Your instructions: Without including any images, output the listing below exactly.

Data section:
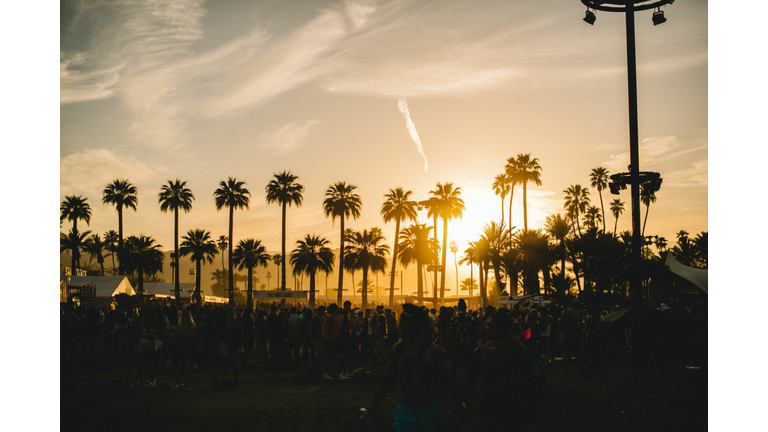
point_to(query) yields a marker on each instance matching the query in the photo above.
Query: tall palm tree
(142, 255)
(501, 187)
(647, 196)
(121, 194)
(416, 246)
(576, 202)
(617, 208)
(175, 195)
(528, 171)
(341, 202)
(248, 254)
(95, 247)
(449, 206)
(599, 180)
(199, 245)
(469, 258)
(312, 255)
(455, 249)
(111, 242)
(398, 207)
(284, 190)
(73, 242)
(366, 252)
(558, 228)
(74, 208)
(233, 195)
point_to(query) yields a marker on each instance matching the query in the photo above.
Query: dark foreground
(632, 398)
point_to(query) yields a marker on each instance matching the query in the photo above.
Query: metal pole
(635, 292)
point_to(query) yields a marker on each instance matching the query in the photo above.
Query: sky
(204, 91)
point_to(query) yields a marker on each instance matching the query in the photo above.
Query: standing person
(421, 369)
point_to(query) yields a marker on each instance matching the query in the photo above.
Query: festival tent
(165, 289)
(696, 276)
(106, 286)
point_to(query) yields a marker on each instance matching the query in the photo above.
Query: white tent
(106, 286)
(693, 275)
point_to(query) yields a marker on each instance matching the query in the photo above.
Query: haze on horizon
(203, 91)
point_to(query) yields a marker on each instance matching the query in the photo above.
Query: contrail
(402, 105)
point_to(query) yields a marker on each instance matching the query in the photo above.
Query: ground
(633, 397)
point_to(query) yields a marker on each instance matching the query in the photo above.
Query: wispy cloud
(288, 137)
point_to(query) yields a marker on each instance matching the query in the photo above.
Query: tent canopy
(693, 275)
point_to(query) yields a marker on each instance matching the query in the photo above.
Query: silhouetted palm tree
(122, 194)
(617, 208)
(501, 187)
(647, 196)
(576, 202)
(248, 254)
(95, 247)
(111, 242)
(599, 180)
(312, 255)
(367, 253)
(142, 255)
(73, 242)
(449, 206)
(284, 190)
(528, 171)
(74, 208)
(416, 246)
(341, 202)
(200, 246)
(558, 228)
(398, 207)
(175, 195)
(233, 195)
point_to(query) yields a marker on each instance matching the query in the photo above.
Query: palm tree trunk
(394, 266)
(176, 272)
(341, 264)
(442, 263)
(283, 248)
(230, 265)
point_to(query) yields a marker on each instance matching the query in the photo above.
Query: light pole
(634, 177)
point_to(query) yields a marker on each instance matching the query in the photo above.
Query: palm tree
(576, 201)
(528, 170)
(449, 206)
(455, 249)
(111, 242)
(175, 195)
(74, 208)
(558, 228)
(142, 255)
(122, 194)
(599, 180)
(284, 190)
(592, 216)
(416, 246)
(311, 256)
(469, 258)
(73, 242)
(200, 246)
(234, 195)
(248, 254)
(617, 208)
(95, 247)
(341, 202)
(648, 196)
(366, 252)
(397, 207)
(501, 187)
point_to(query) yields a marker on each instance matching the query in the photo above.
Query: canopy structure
(693, 275)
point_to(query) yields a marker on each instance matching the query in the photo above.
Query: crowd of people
(493, 353)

Task answer:
point_to(query) yields a marker on each instance matching the query in the photo above.
Query: tall palm tree
(142, 255)
(501, 187)
(647, 196)
(121, 194)
(416, 246)
(576, 202)
(617, 208)
(175, 195)
(528, 171)
(341, 202)
(248, 254)
(95, 247)
(449, 206)
(599, 180)
(199, 245)
(469, 258)
(312, 255)
(455, 249)
(111, 242)
(398, 207)
(284, 190)
(73, 242)
(366, 252)
(558, 228)
(74, 208)
(233, 195)
point_to(query) yields a marker on each instance matching the query in the photo above.
Query: dark foreground
(632, 398)
point_to(query) yields a marker on each instance matching the query in the photo above.
Query: metal pole
(635, 292)
point_to(query) yields a marker on each instance matching the query in the photo above.
Query: sky
(204, 91)
point_to(query) yields a marker on each instance matching the query in the photo above.
Query: standing person
(421, 369)
point_to(query) yields a marker on each instance matching the query in the photo above.
Query: festival tent
(165, 289)
(696, 276)
(106, 286)
point_to(query) yields a marker on each instance matching the query in the photo above.
Query: white tent
(106, 286)
(693, 275)
point_to(query) yields a marker on each instance matching the query in the photo above.
Query: haze on horizon
(203, 91)
point_to(query) yields a marker on each instance matching the query in the photo above.
Query: contrail
(402, 105)
point_to(query) yields a marker on each instance matching the query in the photo above.
Query: ground
(633, 397)
point_to(query) yields a marker on each instance matching the query in the photo above.
Query: wispy cloud
(288, 137)
point_to(query) yields a marker on each instance matching the query in the photo above.
Query: tent canopy
(693, 275)
point_to(query) yields a marker on each instance matching the query in the photo above.
Query: silhouetted palm tree
(122, 194)
(617, 208)
(501, 187)
(647, 196)
(576, 202)
(248, 254)
(95, 247)
(111, 242)
(599, 180)
(312, 255)
(367, 253)
(142, 255)
(73, 242)
(449, 206)
(284, 190)
(528, 171)
(74, 208)
(416, 246)
(341, 202)
(200, 246)
(558, 228)
(398, 207)
(175, 195)
(233, 195)
point_to(query) yields a marker on each instance matching the query in the photo above.
Query: palm tree trunk
(394, 266)
(176, 272)
(341, 264)
(442, 263)
(283, 248)
(230, 265)
point_to(query) yields a marker on each instance matching the query in the photo above.
Query: light pole
(634, 177)
point_to(query) yields a marker on each instance matching the query in the photo above.
Query: palm tree
(576, 201)
(528, 170)
(449, 206)
(455, 249)
(111, 242)
(175, 195)
(74, 208)
(558, 228)
(142, 255)
(122, 194)
(599, 180)
(284, 190)
(592, 216)
(416, 246)
(311, 256)
(469, 258)
(73, 242)
(200, 246)
(234, 195)
(248, 254)
(617, 208)
(95, 247)
(341, 202)
(648, 196)
(366, 252)
(397, 207)
(501, 187)
point_to(query) yields a marker on each instance matching the query in the photo above.
Query: canopy structure
(693, 275)
point_to(query) yields a marker on each instance matching the query in the photo above.
Query: crowd of people
(493, 353)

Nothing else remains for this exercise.